What you will do
Your response must be made up of each line in the data below that contains the string "surface".

Input records
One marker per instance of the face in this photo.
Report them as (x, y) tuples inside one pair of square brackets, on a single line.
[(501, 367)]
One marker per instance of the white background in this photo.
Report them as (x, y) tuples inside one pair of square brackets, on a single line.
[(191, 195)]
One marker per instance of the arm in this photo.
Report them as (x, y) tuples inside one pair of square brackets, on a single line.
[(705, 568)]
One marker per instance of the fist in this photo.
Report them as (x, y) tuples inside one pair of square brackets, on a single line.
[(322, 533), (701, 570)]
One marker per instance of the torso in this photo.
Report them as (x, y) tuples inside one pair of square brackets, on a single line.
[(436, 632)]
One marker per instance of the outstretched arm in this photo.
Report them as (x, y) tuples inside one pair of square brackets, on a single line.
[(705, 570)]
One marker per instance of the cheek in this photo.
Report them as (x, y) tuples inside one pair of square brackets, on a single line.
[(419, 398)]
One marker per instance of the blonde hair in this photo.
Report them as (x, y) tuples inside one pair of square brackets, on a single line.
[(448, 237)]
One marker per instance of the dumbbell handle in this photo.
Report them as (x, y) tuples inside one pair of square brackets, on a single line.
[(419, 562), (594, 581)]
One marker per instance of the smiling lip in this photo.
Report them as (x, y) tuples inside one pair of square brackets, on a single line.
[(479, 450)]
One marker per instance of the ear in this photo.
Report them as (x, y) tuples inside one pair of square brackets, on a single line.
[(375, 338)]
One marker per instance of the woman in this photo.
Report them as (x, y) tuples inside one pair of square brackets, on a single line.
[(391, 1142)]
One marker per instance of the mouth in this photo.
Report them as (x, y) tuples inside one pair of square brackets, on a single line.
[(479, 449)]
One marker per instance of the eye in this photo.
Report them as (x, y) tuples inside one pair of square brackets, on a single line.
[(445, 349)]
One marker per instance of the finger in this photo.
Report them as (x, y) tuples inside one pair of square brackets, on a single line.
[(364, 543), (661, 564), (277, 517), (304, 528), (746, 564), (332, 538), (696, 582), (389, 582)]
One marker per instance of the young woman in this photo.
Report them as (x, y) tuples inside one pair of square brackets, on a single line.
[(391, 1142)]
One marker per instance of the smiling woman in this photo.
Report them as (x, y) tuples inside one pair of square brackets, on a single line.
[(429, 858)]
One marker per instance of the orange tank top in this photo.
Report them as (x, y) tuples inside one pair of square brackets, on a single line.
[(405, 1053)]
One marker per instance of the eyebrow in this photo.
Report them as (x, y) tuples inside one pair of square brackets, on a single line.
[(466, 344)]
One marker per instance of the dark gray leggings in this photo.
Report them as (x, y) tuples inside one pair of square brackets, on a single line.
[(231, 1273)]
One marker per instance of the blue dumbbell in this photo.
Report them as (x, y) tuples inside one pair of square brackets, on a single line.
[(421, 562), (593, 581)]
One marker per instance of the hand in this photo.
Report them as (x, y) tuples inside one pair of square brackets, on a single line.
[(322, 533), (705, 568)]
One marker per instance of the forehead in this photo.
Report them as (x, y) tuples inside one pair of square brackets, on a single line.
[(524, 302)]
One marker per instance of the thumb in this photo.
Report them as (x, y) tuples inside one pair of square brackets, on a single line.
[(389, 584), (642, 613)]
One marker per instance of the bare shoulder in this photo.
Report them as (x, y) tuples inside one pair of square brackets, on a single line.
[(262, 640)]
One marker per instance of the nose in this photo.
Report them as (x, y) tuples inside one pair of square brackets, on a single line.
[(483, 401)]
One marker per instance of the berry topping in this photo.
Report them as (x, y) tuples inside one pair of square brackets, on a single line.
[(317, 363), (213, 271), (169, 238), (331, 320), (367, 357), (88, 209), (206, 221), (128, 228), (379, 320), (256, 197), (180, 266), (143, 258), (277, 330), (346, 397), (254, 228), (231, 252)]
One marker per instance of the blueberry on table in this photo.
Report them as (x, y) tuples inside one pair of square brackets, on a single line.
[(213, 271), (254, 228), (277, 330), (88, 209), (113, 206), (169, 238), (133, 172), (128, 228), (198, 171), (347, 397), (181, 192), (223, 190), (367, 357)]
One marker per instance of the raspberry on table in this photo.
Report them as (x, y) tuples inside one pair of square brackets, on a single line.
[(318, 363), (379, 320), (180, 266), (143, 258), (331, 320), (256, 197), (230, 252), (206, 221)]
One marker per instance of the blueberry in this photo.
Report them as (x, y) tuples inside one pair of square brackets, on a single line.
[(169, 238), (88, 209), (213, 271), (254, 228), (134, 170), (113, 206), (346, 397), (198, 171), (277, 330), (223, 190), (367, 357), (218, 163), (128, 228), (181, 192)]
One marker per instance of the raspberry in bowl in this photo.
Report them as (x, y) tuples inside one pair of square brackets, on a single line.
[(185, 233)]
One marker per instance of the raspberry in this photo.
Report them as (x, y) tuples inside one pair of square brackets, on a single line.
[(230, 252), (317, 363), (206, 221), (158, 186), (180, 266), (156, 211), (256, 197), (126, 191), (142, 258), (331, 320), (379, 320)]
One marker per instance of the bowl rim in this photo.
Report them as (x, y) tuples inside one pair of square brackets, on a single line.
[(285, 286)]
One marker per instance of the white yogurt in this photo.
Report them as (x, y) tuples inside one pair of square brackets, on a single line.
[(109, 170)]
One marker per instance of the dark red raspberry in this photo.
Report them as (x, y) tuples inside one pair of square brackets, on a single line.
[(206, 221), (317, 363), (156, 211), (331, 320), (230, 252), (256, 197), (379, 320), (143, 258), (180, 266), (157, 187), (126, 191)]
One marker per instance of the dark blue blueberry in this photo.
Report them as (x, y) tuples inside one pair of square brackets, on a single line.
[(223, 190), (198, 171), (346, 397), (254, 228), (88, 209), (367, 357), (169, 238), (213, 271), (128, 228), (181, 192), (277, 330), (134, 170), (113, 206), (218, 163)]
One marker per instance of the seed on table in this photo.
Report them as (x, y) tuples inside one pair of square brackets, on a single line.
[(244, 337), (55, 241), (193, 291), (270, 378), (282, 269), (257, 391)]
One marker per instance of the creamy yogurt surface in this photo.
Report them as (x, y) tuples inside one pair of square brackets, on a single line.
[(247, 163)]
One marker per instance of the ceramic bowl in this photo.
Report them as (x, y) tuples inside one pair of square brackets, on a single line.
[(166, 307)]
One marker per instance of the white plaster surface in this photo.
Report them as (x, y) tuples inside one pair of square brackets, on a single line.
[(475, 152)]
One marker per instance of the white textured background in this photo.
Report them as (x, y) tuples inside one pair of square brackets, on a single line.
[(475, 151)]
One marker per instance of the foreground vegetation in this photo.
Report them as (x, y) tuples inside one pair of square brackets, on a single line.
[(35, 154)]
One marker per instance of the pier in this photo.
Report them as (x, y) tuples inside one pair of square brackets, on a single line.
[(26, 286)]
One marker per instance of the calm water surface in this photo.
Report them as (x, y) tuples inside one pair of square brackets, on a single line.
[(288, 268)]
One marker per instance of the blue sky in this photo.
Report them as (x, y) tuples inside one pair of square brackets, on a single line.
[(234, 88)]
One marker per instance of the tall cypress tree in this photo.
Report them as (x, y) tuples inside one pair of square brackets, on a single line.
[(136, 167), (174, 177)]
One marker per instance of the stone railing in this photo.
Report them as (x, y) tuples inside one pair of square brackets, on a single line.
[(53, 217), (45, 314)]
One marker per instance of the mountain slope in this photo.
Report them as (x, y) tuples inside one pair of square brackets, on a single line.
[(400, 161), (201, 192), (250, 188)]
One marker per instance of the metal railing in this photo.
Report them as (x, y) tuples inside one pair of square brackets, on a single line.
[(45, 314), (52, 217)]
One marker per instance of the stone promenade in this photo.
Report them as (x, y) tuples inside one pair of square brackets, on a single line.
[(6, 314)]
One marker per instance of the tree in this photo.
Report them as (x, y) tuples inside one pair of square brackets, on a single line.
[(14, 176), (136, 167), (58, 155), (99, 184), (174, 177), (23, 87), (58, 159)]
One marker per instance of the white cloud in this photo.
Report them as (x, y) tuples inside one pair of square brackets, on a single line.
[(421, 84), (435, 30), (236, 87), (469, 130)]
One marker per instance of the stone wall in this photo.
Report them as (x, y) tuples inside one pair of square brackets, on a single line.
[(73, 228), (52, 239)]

Answer section
One marker per instance of the creamy yogurt surface in this photo.
One marker per instance of the white plaster surface in this photo.
One marker per instance of the calm water surface in this photo.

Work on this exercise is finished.